◆ Texto ◆
· · · · · · ·

En Reinosa el heredero se cura, aunque fallece de ‘peste’ uno de los servidores flamencos, que es enterrado en una capilla. Es ya 24 de octubre cuando Carlos parte hacia Aguilar (había desembarcado el 20 de septiembre). Aquí de nuevo se le ofrece una corrida de toros, es decir, hacerlos correr, pero Vital la juzgó poco divertida, por falta de bravura de los animales. El príncipe Habsburgo prefirió venerar un crucifijo que decían milagroso, en el monasterio de Santa María la Real.
La ascensión al trono de este nieto de los Reyes Católicos y de Maximiliano de Habsburgo y María de Borgoña fue un acontecimiento capital. Nos trajo Europa y nos metió en Europa. Lo primero nos costó tres guerras civiles en tres años; lo segundo, guerras internacionales sin fin.

· · · · · · ·

◆ Actividad ◆
Cita literalmente el fragmento del texto sobre el viaje del príncipe Carlos que empieza con las palabras "En Reinosa el" y acaba con "María la Real.".

[Datos de expresiones referenciales]
· · · · · · ·

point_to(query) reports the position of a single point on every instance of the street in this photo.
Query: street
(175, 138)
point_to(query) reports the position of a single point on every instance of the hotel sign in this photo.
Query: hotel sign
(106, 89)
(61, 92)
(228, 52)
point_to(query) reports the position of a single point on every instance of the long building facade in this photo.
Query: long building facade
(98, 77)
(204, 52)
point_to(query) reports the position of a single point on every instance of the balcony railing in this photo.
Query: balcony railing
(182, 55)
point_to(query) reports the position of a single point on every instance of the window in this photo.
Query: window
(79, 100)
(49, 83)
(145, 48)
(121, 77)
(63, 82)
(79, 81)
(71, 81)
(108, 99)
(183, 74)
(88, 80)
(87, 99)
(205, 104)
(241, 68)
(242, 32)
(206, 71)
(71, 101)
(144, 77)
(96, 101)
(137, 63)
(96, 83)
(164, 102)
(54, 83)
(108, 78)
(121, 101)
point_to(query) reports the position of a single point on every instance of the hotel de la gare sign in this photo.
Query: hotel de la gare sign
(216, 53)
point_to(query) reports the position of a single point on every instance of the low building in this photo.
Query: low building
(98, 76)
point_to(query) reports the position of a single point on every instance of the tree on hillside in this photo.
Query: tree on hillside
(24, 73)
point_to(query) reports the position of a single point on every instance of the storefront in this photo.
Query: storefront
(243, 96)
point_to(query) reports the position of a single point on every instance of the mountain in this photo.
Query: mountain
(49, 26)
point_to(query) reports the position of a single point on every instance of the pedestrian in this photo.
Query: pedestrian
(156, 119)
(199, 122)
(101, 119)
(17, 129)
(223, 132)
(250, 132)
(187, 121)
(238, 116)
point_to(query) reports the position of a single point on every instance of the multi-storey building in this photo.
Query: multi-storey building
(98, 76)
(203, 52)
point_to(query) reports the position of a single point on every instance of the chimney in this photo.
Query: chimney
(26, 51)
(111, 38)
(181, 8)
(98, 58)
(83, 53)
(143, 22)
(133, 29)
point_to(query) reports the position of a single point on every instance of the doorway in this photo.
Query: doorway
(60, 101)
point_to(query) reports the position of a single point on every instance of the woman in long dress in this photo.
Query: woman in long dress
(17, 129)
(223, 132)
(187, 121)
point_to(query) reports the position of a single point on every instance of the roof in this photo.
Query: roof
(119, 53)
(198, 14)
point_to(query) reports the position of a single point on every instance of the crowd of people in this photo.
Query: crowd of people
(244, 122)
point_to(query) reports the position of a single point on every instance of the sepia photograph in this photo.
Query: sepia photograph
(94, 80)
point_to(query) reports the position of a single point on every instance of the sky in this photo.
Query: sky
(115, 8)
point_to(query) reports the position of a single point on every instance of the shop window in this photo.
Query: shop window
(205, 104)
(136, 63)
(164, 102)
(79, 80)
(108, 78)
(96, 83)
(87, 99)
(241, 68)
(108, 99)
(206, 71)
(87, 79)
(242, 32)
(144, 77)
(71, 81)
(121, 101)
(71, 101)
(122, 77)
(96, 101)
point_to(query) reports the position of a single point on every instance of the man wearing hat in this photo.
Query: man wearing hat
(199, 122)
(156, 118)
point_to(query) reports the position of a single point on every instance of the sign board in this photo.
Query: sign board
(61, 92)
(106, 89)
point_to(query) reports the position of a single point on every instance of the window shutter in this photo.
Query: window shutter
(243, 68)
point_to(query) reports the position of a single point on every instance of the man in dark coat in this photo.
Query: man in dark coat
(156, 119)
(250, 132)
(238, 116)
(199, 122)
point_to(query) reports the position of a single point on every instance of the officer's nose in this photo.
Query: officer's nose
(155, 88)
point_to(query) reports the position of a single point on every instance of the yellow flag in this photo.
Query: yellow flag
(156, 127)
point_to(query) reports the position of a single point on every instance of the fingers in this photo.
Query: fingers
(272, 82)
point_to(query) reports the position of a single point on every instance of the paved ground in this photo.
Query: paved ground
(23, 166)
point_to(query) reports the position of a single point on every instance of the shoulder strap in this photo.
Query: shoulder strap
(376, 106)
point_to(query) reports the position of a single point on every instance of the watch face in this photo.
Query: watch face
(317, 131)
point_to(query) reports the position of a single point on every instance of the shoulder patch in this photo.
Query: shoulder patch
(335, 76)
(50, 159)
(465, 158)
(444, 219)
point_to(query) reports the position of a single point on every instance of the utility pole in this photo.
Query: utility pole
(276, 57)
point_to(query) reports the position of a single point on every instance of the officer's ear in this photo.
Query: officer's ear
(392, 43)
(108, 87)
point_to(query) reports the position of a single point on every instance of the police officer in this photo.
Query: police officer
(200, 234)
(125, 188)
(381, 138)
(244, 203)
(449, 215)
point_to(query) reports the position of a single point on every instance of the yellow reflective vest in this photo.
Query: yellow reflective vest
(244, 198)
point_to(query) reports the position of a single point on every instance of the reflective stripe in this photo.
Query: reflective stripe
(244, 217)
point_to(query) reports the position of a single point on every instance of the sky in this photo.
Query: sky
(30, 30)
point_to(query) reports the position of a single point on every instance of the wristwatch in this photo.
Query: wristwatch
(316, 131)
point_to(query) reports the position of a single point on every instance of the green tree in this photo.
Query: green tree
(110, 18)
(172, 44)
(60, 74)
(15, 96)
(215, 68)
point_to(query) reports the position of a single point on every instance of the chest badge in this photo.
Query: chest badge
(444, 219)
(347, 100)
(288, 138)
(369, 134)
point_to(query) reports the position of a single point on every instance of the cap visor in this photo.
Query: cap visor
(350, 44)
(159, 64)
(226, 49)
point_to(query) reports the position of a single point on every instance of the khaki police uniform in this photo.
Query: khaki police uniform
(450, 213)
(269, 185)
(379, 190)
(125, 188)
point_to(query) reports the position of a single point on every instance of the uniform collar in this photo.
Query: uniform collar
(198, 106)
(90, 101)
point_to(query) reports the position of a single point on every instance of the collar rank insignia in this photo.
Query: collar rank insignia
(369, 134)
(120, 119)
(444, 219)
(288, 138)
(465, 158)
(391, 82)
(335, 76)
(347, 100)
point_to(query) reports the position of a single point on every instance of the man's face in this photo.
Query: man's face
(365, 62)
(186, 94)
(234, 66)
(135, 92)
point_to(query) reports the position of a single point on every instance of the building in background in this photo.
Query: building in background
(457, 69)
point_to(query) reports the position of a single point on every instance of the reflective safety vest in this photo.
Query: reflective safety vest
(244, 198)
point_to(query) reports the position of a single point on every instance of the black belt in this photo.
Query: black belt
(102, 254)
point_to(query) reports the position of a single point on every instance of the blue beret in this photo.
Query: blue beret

· · · · · · ·

◆ Respuesta escrita ◆
En Reinosa el heredero se cura, aunque fallece de ‘peste’ uno de los servidores flamencos, que es enterrado en una capilla. Es ya 24 de octubre cuando Carlos parte hacia Aguilar (había desembarcado el 20 de septiembre). Aquí de nuevo se le ofrece una corrida de toros, es decir, hacerlos correr, pero Vital la juzgó poco divertida, por falta de bravura de los animales. El príncipe Habsburgo prefirió venerar un crucifijo que decían milagroso, en el monasterio de Santa María la Real.